### Requirement
Can you reproduce the data beneath, keeping every line exact?

### Data entries
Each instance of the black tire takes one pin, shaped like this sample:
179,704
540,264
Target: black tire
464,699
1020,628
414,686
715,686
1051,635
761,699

### Answer space
Each instance of the black tire takes one pin, shaped like this sample:
179,704
540,264
Target: black tire
464,699
1020,628
414,686
715,686
1051,635
761,699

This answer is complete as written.